## Podany tekst
○ ○ ○

No to się zbieram. Ujechałem kawałek, a tu hola, hola, szlaban i kolce. Taka tam rura w asfalcie z poprzyspawanymi, zaostrzonymi, kawałkami pociętego pręta żebrowanego. Wot technika, wystarczy przekręcić rurą, a już pod kołami mamy ostre kolce do przebijania opon. Pan w kolejnej wielkiej czapce coś do mnie mówi, chyba czegoś chce?
Daje mu wszystko co mam, a on sobie zabiera tylko tą podstemplowaną karteczkę i podnosi szlaban. Ukraino witaj!

Jeszcze tylko fotka przejścia granicznego od strony Ukraińskiej i w drogę. Fotka oczywiście robiona nielegalnie, jakby mnie zobaczyli, to najprawdopodobniej straciłbym zdjęcia, lub nawet cały aparat.

Tylko gdzie się podział, ten piękny gładziutki asfalcik? Jak nożem odciął, zniknął. Na mapie wygląda, że to boczna droga. Za kilka kilometrów dojadę do głównej, to powinno być lepiej. Po kilku minutach jest i droga główna z tablicą informacyjną Lwów-Uzhhorod. No to jadę trochę w stronę Lwowa, czyli na północ. Taka mała zmyłka. Asfalt jeszcze gorszy, łata na łacie, dziura na dziurze, a jak jest nawet kawałek niby prostego, to jest pralka. Trzepie całym motocyklem, kierownicę muszę mocno ściskać, bo coś chce mi ją wyrwać z rąk.
Bagaż podskakuje, łańcuch wali po motocyklu, jeden łomot, a ja jadę ledwie 40km/h. Co jest grane, jak oni tu mogą czymkolwiek jeździć?

Jadę tak z godzinę w upale i zaczyna mnie już wszystko boleć. Normalnie mam już dosyć, a przejechałem może ze 30km. Zaraz mi plomby z zębów powypadają, bo łzy już same ciekną z oczu. Nie ma rady, staję na mały odpoczynek.
Decyzja podjęta, upuszczam powietrze z kół. pssss, przód i pssss tył. Byle by nie za dużo, bo na sflaczałej oponie łatwo o kapeć. Zmniejszenie ciśnienia pomogło, mogę teraz pociskać 60-tką, a czasami nawet dobijam do 70. Oczywiście cały czas jeden łomot, bagaże radośnie podskakują, a ja razem z nimi. Jak mi Jelon to przeżyje, to będzie jakiś cud. Normalnie, jak przetrwa i rama nie popęka i się nie rozpadnie na atomy, to zostanie moim najlepszym motocyklem na świecie.

○ ○ ○

## Zestawienie wierszy
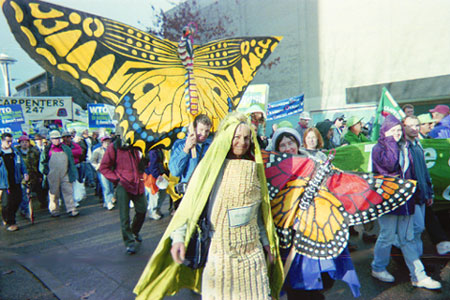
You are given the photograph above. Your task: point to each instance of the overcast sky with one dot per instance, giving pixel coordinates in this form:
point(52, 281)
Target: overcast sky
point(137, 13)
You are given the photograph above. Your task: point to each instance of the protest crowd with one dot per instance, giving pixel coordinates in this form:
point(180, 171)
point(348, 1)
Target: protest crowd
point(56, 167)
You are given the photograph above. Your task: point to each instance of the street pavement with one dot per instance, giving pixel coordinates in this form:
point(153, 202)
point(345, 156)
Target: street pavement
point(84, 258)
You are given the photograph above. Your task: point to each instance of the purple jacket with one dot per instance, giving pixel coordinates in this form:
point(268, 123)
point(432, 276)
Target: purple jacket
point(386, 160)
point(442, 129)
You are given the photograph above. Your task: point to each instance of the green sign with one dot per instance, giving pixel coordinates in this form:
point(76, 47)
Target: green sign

○ ○ ○

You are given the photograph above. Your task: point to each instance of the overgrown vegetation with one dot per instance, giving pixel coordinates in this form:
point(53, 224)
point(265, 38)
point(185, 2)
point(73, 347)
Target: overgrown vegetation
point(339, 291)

○ ○ ○

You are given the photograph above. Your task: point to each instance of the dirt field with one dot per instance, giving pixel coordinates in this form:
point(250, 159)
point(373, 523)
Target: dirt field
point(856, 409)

○ ○ ○

## Do wykonania
Zwróć bez żadnych zmian fragment podanego tekstu od słów „No to się zbieram.” do słów „chyba czegoś chce?”. Wiersze nie mają tu żadnego znaczenia.

## Pisemne rozwiązanie
No to się zbieram. Ujechałem kawałek, a tu hola, hola, szlaban i kolce. Taka tam rura w asfalcie z poprzyspawanymi, zaostrzonymi, kawałkami pociętego pręta żebrowanego. Wot technika, wystarczy przekręcić rurą, a już pod kołami mamy ostre kolce do przebijania opon. Pan w kolejnej wielkiej czapce coś do mnie mówi, chyba czegoś chce?